DATA SECTION
····················

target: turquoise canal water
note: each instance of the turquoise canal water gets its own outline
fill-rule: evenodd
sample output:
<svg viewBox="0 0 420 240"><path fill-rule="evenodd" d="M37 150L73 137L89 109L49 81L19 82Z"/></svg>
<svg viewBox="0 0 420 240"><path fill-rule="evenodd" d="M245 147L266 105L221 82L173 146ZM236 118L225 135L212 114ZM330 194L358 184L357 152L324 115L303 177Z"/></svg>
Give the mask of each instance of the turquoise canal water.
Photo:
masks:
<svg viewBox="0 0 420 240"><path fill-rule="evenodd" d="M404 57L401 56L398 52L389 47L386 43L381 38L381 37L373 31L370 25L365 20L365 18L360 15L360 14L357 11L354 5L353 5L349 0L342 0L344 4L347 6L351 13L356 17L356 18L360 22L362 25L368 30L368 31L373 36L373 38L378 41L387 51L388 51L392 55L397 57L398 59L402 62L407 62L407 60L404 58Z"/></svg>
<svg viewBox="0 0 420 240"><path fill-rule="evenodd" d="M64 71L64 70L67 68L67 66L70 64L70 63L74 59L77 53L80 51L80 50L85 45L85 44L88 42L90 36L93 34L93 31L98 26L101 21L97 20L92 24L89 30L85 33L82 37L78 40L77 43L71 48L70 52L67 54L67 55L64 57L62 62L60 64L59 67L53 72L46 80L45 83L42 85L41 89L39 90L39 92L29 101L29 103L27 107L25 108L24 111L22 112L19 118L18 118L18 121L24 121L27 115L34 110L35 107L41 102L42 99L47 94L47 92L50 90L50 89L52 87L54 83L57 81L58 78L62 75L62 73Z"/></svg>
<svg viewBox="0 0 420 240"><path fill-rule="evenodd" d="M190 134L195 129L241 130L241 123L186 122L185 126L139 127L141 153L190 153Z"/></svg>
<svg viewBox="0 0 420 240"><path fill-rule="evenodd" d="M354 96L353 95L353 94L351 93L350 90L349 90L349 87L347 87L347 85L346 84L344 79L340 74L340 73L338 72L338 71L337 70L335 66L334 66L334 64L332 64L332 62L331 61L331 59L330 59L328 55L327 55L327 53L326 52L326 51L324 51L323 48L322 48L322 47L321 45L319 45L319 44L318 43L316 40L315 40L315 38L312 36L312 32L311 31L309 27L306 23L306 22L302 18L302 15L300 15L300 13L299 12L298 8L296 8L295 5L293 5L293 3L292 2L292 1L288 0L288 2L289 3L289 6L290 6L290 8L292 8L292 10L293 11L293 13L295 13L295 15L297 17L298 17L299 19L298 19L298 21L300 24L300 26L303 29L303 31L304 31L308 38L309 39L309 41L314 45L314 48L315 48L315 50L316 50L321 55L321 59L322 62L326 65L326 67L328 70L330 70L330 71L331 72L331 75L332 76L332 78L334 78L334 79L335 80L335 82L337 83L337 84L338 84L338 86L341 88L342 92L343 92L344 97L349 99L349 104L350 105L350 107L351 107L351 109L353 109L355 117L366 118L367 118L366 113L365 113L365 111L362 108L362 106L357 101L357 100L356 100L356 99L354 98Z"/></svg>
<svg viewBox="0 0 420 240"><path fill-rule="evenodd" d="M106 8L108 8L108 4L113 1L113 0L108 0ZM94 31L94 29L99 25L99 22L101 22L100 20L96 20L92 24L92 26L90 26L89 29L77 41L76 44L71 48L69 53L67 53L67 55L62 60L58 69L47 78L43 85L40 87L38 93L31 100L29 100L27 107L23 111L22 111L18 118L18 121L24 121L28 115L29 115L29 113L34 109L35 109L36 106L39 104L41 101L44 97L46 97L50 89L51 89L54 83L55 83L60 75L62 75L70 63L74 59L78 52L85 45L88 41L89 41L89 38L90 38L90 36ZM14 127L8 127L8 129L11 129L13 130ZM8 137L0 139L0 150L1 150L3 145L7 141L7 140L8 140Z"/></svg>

····················

AIM OF THE TASK
Can you rewrite the material above, replacing "turquoise canal water" with "murky river water" wherever it occurs and keeping everything else unchanged?

EXERCISE OUTPUT
target: murky river water
note: each instance of the murky river water gets its own outline
fill-rule: evenodd
sample output:
<svg viewBox="0 0 420 240"><path fill-rule="evenodd" d="M37 150L73 137L89 109L49 81L19 82Z"/></svg>
<svg viewBox="0 0 420 240"><path fill-rule="evenodd" d="M245 147L266 105L221 82L173 146ZM236 118L225 135L212 114ZM330 194L358 184L357 152L324 115L303 177Z"/></svg>
Give the mask of each instance of the murky river water.
Photo:
masks:
<svg viewBox="0 0 420 240"><path fill-rule="evenodd" d="M404 57L401 56L398 52L389 47L386 43L381 38L381 37L373 31L370 25L365 20L365 18L360 15L360 14L357 11L354 5L353 5L349 0L342 0L344 4L347 6L351 13L356 17L356 18L360 22L362 25L368 30L368 31L373 36L373 38L378 41L387 51L388 51L392 55L397 57L398 59L402 62L407 62L407 60L404 58Z"/></svg>
<svg viewBox="0 0 420 240"><path fill-rule="evenodd" d="M64 71L64 70L67 68L67 66L70 64L70 63L74 59L77 53L80 51L80 50L85 45L85 44L88 42L90 36L93 34L93 31L98 26L101 21L97 20L92 24L89 30L85 33L82 37L78 40L77 43L71 48L70 52L67 54L67 55L64 57L62 62L60 64L59 67L53 72L46 80L45 83L42 85L41 89L39 90L39 92L29 101L29 103L27 107L25 108L24 111L22 112L19 118L18 118L18 121L24 121L27 115L34 110L35 107L41 102L42 99L47 94L47 92L50 90L50 89L52 87L54 83L57 81L58 78L62 75L62 73Z"/></svg>
<svg viewBox="0 0 420 240"><path fill-rule="evenodd" d="M190 134L195 129L241 130L241 123L186 122L185 126L139 127L141 153L190 153Z"/></svg>
<svg viewBox="0 0 420 240"><path fill-rule="evenodd" d="M354 96L353 95L353 94L351 93L350 90L349 90L349 87L347 87L347 85L346 84L344 79L340 74L340 73L338 72L338 71L337 70L335 66L334 66L334 64L332 64L332 62L331 61L331 59L330 59L328 55L327 55L327 53L326 52L326 51L324 51L323 48L322 48L322 47L321 45L319 45L319 44L318 43L316 40L315 40L315 38L312 36L312 32L311 31L309 27L306 23L306 22L302 18L302 15L300 15L300 13L299 12L298 8L296 8L295 5L293 5L293 3L292 2L292 1L288 0L288 2L289 3L289 6L290 6L290 8L292 8L292 10L293 11L293 13L295 13L295 15L297 17L298 17L299 19L298 19L298 21L300 24L300 26L303 29L303 31L304 31L308 38L309 39L309 41L314 45L314 48L315 48L315 50L316 50L321 55L321 59L322 62L326 65L326 67L328 70L330 70L330 71L331 72L331 75L332 76L332 78L334 78L334 79L335 80L335 82L337 83L337 84L338 84L338 86L341 88L342 92L343 92L344 97L349 99L349 104L350 105L350 107L351 107L351 109L353 109L355 117L366 118L367 118L366 113L365 113L365 111L362 108L362 106L357 101L357 100L356 100L356 99L354 98Z"/></svg>
<svg viewBox="0 0 420 240"><path fill-rule="evenodd" d="M106 8L108 8L108 4L113 1L113 0L108 0ZM94 31L94 29L99 25L99 22L101 22L100 20L96 20L92 24L92 26L90 26L89 29L77 41L76 44L71 48L69 53L67 53L67 55L62 60L58 69L47 78L43 85L40 87L38 93L31 100L29 100L27 107L23 111L22 111L18 118L18 121L24 121L28 115L29 115L29 113L34 109L35 109L36 106L39 104L41 101L44 97L46 97L50 89L51 89L54 83L55 83L60 75L62 75L70 63L74 59L78 52L85 45L88 41L89 41L89 38L90 38L90 36ZM14 127L8 127L8 129L11 129L13 130ZM8 137L0 139L0 150L1 150L3 145L7 141L7 140L8 140Z"/></svg>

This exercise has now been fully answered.